### Texto proporcionado:
%%

Y entre tantos amores, justamente el de Frida Kahlo no fue cualquiera. Verla “fue un deslumbramiento… sus cejas eran una golondrina en pleno vuelo”, recuerda Chavela al evocar el profundo sentimiento que la unió a la mujer de flores en la cabeza, collares, anillos y pinceles. En ese punto, las fotografías y las imágenes en color dan cuenta de una época que arde entre arte y desmesuras, tal vez un propósito muy bien logrado por parte de las directoras del filme. “Adoro la calle en que nos vimos, la noche cuando nos conocimos… Me muero por tenerte junto a mí”, canta Chavela con potencia, suelta en el amor.

La década siguiente la encuentra en Acapulco, siendo parte de las fiestas que protagonizan estrellas como Elizabeth Taylor y también siendo amante de Ava Gardner. Así lo narra la propia Chavela y lo ratifican las voces reunidas por el documental que abonan el carácter impetuoso que define a la mujer que elude los límites.

%%

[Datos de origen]
%%

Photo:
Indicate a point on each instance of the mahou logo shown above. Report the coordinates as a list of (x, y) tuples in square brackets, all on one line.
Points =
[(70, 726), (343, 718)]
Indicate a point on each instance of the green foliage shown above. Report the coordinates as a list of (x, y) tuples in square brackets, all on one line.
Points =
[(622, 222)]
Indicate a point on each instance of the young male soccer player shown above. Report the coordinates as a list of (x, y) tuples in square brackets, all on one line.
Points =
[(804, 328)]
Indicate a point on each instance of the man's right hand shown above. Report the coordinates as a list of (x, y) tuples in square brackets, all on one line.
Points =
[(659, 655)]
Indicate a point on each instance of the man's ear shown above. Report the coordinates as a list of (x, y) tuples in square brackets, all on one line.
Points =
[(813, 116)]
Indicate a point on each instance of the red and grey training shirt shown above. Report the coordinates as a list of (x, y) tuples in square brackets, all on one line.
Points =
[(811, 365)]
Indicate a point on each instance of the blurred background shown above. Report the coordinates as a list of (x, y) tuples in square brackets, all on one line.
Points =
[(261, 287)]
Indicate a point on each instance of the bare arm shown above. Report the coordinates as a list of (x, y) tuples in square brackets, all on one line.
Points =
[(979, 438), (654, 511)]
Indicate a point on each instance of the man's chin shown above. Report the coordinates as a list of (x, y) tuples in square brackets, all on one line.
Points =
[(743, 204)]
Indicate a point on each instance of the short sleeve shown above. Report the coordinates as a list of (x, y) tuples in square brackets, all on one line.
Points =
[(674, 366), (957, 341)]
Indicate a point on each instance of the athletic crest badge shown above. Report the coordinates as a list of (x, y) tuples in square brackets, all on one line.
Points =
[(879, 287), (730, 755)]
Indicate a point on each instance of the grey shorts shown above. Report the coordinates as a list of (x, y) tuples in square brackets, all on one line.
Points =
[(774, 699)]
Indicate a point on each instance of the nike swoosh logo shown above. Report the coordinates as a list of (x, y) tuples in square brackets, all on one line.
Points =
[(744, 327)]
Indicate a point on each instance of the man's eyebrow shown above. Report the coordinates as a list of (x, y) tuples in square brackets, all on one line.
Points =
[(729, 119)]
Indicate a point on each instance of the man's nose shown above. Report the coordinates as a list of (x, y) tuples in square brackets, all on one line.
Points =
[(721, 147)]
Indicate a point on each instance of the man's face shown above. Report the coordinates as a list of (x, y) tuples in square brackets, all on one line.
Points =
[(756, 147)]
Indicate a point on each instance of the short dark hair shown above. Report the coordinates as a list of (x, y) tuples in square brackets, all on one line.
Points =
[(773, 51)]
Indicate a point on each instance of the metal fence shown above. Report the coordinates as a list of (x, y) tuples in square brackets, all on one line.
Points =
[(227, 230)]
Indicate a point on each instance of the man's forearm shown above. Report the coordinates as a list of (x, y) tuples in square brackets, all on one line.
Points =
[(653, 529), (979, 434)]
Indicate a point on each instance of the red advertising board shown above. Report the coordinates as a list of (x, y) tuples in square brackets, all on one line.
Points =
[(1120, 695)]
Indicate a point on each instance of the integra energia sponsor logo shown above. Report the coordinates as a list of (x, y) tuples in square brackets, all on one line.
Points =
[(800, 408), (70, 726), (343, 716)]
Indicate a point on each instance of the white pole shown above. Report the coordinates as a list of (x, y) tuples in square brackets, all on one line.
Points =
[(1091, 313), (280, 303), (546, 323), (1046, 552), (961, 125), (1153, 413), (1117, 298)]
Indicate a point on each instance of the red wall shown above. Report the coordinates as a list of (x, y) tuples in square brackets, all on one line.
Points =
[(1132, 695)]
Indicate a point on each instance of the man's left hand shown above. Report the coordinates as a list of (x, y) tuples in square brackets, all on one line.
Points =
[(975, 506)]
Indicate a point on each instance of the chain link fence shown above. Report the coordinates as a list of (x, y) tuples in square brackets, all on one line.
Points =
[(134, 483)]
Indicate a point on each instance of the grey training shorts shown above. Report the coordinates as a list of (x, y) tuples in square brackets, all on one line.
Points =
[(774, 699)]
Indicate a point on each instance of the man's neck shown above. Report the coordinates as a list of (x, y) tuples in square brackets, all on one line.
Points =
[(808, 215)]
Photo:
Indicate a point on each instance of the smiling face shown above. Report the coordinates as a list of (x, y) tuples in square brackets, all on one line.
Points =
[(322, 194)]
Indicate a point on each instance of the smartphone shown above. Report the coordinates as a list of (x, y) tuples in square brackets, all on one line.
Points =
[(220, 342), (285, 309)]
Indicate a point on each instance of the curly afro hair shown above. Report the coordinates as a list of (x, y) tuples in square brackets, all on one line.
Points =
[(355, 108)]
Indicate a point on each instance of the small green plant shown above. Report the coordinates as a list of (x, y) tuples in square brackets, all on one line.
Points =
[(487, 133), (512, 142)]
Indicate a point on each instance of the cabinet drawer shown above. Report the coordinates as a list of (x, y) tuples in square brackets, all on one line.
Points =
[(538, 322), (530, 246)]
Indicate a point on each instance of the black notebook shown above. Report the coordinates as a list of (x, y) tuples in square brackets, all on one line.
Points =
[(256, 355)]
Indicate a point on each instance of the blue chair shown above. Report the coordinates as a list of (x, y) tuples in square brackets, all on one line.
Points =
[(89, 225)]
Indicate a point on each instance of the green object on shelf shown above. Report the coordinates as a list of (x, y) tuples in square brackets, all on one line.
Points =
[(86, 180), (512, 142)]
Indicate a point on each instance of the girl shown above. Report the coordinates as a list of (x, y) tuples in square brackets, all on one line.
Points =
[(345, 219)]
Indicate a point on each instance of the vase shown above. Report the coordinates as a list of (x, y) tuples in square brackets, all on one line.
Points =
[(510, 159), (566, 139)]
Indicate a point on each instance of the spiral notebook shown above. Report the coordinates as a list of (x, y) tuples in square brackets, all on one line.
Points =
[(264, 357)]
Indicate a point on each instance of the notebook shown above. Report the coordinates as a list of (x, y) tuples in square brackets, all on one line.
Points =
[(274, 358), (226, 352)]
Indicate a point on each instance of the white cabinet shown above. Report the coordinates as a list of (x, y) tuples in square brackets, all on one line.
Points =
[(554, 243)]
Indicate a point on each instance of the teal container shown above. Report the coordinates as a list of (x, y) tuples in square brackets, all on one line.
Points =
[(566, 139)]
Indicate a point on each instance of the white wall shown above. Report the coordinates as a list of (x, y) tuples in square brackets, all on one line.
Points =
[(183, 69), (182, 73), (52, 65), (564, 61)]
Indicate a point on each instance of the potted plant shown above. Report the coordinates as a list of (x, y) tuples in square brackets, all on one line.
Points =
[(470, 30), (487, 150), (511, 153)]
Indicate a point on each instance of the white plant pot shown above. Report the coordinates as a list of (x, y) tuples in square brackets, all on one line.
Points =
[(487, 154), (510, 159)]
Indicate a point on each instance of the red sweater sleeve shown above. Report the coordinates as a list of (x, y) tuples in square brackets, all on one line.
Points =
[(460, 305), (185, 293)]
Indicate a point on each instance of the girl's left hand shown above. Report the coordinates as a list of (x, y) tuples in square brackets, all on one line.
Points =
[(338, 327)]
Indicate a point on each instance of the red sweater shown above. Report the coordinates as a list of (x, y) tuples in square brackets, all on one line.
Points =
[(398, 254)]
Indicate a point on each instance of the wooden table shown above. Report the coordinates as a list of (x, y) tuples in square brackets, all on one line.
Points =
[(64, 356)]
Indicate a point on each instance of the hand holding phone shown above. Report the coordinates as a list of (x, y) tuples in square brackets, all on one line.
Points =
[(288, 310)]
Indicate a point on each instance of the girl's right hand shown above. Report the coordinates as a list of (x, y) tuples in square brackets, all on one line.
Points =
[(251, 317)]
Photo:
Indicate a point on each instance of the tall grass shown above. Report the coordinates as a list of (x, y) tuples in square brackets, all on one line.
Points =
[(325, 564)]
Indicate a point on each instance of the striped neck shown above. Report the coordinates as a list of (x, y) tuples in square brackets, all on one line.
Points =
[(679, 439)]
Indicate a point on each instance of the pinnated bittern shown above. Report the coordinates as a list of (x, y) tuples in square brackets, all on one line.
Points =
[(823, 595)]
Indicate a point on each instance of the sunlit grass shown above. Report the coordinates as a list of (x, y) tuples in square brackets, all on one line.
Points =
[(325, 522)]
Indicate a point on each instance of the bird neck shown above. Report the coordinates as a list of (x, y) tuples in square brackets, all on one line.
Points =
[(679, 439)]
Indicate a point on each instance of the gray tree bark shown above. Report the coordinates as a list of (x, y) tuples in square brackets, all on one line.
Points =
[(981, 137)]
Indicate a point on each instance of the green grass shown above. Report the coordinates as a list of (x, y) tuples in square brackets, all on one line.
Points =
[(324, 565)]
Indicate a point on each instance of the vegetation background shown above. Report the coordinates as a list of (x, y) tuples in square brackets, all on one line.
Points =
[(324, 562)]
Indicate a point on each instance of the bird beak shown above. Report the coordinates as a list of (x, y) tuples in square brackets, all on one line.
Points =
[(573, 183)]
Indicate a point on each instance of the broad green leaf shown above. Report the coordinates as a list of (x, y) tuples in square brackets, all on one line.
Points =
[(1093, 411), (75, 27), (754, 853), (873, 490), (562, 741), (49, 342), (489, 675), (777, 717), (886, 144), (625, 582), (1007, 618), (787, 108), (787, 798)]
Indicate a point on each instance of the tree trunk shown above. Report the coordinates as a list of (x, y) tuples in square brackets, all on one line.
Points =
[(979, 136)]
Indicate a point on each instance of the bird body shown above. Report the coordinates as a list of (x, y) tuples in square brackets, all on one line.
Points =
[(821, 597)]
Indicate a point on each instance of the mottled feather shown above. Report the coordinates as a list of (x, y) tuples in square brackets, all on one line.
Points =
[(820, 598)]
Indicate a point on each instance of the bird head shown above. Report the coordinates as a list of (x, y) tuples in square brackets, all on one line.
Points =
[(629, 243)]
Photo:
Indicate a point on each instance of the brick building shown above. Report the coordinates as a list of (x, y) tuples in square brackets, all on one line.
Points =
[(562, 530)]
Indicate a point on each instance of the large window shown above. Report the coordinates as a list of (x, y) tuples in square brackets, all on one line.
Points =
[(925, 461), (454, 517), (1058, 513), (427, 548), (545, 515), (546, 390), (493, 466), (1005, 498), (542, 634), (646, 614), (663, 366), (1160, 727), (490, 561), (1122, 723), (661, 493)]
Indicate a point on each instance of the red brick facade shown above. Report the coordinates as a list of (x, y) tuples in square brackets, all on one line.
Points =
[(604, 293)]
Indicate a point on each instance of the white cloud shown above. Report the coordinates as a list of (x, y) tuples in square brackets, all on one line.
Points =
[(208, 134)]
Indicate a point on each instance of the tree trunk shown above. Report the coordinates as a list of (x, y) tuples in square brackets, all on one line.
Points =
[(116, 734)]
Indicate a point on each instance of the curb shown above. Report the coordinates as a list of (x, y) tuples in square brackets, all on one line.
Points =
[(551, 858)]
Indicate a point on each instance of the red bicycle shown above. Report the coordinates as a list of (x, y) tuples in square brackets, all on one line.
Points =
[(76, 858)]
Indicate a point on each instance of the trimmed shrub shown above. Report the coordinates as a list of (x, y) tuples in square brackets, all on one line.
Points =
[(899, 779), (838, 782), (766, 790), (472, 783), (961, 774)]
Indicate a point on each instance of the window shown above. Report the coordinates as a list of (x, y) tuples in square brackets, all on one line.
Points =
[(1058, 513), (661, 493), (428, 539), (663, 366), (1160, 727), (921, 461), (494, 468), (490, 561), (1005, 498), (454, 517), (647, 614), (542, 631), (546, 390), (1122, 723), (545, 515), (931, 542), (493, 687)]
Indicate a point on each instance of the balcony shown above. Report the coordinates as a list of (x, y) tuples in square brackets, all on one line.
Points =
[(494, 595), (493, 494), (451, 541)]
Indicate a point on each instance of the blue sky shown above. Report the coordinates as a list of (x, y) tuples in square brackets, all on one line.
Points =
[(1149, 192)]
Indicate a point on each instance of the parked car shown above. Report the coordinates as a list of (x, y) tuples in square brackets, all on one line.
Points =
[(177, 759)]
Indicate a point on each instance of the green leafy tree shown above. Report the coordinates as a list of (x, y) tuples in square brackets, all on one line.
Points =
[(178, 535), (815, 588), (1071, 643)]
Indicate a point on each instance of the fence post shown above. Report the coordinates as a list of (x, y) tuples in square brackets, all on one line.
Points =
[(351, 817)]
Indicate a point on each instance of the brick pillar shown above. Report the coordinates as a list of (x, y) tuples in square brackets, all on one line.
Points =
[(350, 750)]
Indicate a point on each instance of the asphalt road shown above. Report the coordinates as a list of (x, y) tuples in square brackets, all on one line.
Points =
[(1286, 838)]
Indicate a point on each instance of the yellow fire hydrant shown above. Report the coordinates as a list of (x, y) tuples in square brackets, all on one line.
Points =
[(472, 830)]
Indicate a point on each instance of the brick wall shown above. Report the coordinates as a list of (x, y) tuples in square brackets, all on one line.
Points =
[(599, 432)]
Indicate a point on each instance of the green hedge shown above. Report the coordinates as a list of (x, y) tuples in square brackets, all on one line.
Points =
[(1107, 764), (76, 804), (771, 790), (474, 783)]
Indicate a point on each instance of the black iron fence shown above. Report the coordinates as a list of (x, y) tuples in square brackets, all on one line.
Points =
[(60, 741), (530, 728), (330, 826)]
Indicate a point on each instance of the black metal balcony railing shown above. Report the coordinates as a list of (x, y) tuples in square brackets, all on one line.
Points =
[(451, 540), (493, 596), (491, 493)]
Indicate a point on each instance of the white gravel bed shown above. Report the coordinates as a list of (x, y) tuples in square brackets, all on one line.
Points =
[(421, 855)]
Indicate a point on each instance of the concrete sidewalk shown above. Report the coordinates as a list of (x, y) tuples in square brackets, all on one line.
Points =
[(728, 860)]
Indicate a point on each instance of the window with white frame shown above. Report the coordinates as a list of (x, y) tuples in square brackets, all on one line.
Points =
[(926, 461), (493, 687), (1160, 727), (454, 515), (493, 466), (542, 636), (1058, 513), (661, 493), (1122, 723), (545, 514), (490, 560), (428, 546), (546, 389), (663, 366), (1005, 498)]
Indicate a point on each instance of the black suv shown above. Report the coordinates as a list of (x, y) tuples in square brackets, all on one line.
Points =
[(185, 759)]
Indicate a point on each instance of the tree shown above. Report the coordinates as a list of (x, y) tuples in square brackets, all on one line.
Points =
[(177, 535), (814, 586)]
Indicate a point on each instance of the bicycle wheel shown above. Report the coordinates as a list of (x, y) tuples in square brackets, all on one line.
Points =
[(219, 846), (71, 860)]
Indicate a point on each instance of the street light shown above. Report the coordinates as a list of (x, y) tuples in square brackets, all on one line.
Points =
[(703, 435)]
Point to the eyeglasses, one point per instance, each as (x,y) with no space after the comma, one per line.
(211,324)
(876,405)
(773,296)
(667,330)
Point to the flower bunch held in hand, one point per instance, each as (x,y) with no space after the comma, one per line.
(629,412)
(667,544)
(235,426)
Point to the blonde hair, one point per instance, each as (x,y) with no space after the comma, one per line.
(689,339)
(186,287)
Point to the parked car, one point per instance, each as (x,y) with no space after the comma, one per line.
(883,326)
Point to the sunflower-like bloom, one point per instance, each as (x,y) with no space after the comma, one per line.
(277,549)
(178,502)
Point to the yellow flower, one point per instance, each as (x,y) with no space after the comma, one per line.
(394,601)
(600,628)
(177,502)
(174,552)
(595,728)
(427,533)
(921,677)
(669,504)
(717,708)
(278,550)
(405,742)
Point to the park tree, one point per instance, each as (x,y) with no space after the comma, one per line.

%%

### Qué hacer:
Sigue escribiendo el texto sobre Chavela a partir de su última frase.

### Respuesta:
En 1973, fallece José Alfredo. Chavela llora, sentada, entre tragos. “Tomate esta botella conmigo y en el último trago nos vamos”, canta Chavela con sufrimiento. A partir de ese momento, el alcohol le impide llevar adelante un concierto sin emborracharse y caerse. Es por eso que deja de cantar y, sin dinero, vetada y en el olvido, Chavela pasa los ’80 en Tepoztlán, donde conoce a una muchacha de ojos azules que la encandilan. Otro amor ardiente, otro gran amor.

Entre la creencia en los dioses mexicanos, experiencias chamánicas y el alcohol difícil de abandonar, las mujeres que acompañan esa etapa hablan de ternura, magia, diversión, odio y violencia. Otras marcas de una personalidad que no es otra cosa que un torbellino. Aquí, las realizadoras pisan firme al momento de no describir una fantasía ni un idealismo, sino una persona compleja.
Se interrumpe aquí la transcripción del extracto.